Output the data below word for word, beginning with the line that contains "of the shoreline" and stopping after the last line of the data.

::::

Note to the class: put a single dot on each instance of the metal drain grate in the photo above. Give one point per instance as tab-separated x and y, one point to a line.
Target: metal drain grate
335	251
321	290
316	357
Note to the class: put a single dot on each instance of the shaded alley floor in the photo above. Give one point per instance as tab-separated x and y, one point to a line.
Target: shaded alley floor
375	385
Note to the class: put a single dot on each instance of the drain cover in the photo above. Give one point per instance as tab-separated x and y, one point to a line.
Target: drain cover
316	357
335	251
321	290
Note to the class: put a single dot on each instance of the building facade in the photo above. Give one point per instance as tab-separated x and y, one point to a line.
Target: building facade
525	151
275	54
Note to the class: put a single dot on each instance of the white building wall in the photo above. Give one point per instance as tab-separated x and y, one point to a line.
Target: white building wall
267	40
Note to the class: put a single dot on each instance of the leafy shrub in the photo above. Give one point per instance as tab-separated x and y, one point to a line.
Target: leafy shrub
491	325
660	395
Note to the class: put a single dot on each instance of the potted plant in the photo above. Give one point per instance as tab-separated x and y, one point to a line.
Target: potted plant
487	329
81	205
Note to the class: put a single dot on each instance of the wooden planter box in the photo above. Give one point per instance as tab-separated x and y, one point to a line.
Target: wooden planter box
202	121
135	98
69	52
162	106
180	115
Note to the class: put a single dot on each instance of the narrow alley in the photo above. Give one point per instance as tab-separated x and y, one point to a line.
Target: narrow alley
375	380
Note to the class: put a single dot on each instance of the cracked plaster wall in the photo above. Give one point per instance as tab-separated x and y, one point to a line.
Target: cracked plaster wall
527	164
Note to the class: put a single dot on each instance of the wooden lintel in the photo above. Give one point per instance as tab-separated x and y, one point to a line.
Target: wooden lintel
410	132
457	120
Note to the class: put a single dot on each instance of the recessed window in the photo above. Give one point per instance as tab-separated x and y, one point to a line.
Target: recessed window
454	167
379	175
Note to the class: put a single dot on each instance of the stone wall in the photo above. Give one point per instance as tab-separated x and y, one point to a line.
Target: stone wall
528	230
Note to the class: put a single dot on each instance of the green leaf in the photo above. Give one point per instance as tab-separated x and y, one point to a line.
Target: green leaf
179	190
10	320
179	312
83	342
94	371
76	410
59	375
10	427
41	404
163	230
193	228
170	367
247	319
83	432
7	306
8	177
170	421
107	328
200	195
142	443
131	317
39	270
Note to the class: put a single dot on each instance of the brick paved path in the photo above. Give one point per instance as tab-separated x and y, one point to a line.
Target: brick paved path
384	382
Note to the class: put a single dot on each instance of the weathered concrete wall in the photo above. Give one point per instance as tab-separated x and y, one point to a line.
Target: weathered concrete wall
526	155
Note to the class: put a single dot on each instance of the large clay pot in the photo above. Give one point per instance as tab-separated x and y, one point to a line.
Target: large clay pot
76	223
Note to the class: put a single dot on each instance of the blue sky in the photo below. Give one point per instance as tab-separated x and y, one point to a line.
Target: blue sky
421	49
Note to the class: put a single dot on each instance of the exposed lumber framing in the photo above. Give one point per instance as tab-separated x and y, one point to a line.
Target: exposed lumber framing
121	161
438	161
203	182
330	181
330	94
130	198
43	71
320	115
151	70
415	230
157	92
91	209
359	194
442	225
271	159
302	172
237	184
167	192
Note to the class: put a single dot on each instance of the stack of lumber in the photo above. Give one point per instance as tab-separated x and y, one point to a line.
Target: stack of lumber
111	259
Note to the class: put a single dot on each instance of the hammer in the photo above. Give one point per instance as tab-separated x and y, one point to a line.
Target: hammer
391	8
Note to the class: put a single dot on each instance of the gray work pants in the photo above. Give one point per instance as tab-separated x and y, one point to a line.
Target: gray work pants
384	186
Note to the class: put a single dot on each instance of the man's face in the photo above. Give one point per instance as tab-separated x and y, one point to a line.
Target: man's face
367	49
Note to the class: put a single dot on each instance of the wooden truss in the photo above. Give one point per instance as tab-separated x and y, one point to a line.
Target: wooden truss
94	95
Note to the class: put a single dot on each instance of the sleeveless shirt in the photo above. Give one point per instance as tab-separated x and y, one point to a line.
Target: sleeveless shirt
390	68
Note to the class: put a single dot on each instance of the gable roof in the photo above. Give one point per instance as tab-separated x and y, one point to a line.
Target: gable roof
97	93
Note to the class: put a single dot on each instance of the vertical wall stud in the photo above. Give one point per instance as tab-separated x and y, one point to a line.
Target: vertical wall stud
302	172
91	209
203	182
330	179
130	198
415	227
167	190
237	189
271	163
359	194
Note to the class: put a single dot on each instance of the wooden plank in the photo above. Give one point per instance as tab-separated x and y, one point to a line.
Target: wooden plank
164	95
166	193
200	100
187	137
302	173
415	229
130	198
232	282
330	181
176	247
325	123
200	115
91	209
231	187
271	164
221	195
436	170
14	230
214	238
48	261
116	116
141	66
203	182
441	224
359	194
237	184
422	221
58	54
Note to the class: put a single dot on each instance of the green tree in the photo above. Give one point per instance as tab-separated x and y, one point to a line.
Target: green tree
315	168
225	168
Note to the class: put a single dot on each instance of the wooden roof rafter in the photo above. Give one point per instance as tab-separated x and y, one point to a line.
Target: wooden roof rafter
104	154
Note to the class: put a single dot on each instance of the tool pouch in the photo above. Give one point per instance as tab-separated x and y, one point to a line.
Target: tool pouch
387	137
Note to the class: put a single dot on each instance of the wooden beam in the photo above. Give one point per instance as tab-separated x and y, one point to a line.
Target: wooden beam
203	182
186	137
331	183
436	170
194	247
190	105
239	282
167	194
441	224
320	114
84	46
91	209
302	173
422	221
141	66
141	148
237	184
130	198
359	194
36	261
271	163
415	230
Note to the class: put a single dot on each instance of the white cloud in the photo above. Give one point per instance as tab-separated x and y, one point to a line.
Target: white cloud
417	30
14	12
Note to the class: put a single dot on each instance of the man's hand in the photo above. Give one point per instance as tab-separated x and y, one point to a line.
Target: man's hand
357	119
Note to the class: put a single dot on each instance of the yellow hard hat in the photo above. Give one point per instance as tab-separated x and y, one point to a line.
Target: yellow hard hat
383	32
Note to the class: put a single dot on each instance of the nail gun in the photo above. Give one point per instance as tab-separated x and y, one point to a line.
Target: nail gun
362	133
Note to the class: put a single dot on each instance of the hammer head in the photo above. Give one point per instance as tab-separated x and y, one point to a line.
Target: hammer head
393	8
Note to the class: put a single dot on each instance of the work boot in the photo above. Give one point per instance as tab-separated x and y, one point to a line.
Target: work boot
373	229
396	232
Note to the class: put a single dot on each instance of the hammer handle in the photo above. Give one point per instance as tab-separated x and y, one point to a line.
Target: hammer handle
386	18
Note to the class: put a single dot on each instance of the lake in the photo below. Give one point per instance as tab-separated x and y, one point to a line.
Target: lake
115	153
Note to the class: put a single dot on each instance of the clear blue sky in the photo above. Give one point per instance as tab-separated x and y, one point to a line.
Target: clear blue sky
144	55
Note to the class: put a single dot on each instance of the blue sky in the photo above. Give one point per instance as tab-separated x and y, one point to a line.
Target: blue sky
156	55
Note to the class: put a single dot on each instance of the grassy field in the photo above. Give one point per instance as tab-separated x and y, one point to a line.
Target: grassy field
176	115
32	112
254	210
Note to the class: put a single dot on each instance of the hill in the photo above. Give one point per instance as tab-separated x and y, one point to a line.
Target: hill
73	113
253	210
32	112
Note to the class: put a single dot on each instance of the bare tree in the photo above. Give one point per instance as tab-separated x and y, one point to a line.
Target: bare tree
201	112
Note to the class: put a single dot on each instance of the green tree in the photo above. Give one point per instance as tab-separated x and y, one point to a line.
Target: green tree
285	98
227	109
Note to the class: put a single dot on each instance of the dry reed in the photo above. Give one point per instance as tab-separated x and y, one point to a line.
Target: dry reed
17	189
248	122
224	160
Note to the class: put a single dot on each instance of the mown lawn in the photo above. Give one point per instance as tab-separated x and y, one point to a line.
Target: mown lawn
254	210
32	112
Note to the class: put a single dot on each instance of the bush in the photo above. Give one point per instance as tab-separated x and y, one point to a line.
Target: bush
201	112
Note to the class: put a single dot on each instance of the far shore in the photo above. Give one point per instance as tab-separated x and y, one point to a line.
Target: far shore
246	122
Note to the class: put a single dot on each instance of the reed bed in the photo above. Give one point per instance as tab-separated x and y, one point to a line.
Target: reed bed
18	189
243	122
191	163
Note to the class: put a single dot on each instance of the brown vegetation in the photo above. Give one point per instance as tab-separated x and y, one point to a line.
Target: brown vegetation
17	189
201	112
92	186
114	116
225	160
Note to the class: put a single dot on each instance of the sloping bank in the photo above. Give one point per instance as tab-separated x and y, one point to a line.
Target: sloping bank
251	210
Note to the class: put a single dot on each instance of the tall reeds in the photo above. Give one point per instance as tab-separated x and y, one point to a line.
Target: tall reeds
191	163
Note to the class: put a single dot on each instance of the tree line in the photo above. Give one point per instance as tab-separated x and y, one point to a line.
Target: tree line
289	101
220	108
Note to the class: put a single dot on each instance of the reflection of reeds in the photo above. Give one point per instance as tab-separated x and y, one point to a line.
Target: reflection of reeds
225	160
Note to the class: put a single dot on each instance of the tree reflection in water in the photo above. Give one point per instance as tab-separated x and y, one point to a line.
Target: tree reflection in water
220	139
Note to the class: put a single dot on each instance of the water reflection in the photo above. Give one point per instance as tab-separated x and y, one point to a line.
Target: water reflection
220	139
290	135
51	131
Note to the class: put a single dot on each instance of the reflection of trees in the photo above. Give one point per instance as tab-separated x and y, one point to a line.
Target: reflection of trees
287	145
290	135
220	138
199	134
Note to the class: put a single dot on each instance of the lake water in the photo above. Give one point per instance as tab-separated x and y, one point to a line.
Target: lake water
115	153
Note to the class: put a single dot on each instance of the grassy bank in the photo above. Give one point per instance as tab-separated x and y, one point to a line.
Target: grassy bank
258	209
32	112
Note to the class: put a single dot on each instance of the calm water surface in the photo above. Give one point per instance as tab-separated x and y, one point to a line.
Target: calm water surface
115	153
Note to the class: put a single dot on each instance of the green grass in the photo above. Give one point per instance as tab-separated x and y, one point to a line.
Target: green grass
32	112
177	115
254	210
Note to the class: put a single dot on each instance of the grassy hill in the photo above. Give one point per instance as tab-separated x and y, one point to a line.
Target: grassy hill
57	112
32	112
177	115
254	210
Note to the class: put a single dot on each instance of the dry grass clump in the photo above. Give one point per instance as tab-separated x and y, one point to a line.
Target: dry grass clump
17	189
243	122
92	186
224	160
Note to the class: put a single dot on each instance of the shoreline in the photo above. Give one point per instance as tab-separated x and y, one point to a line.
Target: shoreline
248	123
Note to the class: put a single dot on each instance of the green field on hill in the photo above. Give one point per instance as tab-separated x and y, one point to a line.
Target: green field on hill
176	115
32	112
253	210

::::

**Completed exercise**:
Note to the class: put a single dot on each instance of the shoreline in the photo above. Give one point per instance as tab-separated x and y, one point to a line.
Target: shoreline
248	123
Note to the class: put a single dot on each instance of the green field on hill in the photo above. Give one point per instance as tab-separated x and y, one point to a line.
Target: green field on hill
176	115
32	112
253	210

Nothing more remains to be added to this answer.